Region annotation items:

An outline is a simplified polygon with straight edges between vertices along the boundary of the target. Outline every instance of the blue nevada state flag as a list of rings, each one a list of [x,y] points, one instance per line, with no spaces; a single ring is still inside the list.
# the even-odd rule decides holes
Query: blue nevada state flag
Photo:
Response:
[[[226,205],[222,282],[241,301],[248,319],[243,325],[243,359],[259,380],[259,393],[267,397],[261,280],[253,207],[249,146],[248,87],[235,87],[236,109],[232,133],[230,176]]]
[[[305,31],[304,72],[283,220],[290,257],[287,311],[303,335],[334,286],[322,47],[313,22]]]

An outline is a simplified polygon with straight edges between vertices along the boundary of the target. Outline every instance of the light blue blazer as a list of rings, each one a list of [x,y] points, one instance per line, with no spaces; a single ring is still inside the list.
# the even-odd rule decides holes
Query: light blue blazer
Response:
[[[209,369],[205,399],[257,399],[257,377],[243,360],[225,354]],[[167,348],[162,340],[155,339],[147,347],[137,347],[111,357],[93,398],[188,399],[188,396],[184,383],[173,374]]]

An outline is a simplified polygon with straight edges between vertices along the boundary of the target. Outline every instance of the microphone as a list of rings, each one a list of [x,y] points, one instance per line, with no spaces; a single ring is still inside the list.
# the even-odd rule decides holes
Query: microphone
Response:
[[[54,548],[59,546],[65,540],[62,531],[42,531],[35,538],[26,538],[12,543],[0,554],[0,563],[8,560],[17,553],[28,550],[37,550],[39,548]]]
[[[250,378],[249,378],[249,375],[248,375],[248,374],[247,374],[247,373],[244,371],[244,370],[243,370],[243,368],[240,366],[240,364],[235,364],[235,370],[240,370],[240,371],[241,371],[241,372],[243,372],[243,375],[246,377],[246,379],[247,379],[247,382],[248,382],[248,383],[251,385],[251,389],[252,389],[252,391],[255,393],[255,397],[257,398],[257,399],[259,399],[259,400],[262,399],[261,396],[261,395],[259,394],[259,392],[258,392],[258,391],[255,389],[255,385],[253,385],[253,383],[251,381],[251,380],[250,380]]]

→ **JOB**: Lay out every line of the listing above as a JSON list of strings, one string per line, with blank lines omitted.

→ **RESPONSE**:
[
  "An outline is a simplified polygon with straight edges between vertices along the boundary of the target. Outline every instance of the blue nevada state flag as a list of rings, each one a list of [x,y] points, one instance per line, with no spaces; a single ring is still inside the list.",
  "# the even-odd rule decides holes",
  "Query: blue nevada state flag",
  "Photo:",
  "Response:",
  "[[[226,205],[222,282],[241,301],[248,319],[243,325],[243,359],[259,380],[259,393],[267,397],[261,280],[253,207],[249,146],[248,87],[235,87],[236,109],[232,133],[230,176]]]",
  "[[[305,31],[304,72],[283,220],[290,257],[287,311],[303,335],[334,286],[322,47],[313,22]]]",
  "An outline is a simplified polygon with straight edges between vertices along the boundary of the target. Outline every instance of the light blue blazer as a list of rings, each one a list of [x,y] points, one instance per line, with no spaces; a single ring is still inside the list.",
  "# the even-odd rule decides holes",
  "Query: light blue blazer",
  "Response:",
  "[[[209,369],[205,399],[257,399],[257,377],[243,360],[225,354]],[[167,348],[162,340],[155,339],[147,347],[137,347],[111,357],[93,398],[188,399],[188,396],[184,383],[173,374]]]",
  "An outline is a simplified polygon with straight edges between vertices along the boundary of the target. Outline every instance of the microphone as a list of rings, each one a list of [x,y] points, one instance per line, with no spaces; a single ring is still inside the list.",
  "# the even-odd rule decides holes",
  "Query: microphone",
  "Response:",
  "[[[54,548],[59,546],[65,540],[62,531],[42,531],[35,538],[26,538],[12,543],[0,554],[0,563],[8,560],[17,553],[28,550],[37,550],[39,548]]]",
  "[[[250,378],[249,378],[249,375],[248,375],[248,374],[247,374],[247,373],[244,371],[244,370],[243,370],[243,368],[240,366],[240,364],[235,364],[235,370],[240,370],[240,371],[241,371],[241,372],[243,372],[243,375],[246,377],[246,379],[247,379],[247,382],[248,382],[248,383],[251,385],[251,389],[252,389],[252,391],[255,393],[255,397],[257,398],[257,399],[259,399],[259,400],[262,399],[261,396],[261,395],[259,394],[259,392],[258,392],[258,391],[255,389],[255,385],[253,385],[253,383],[251,381],[251,380],[250,380]]]"
]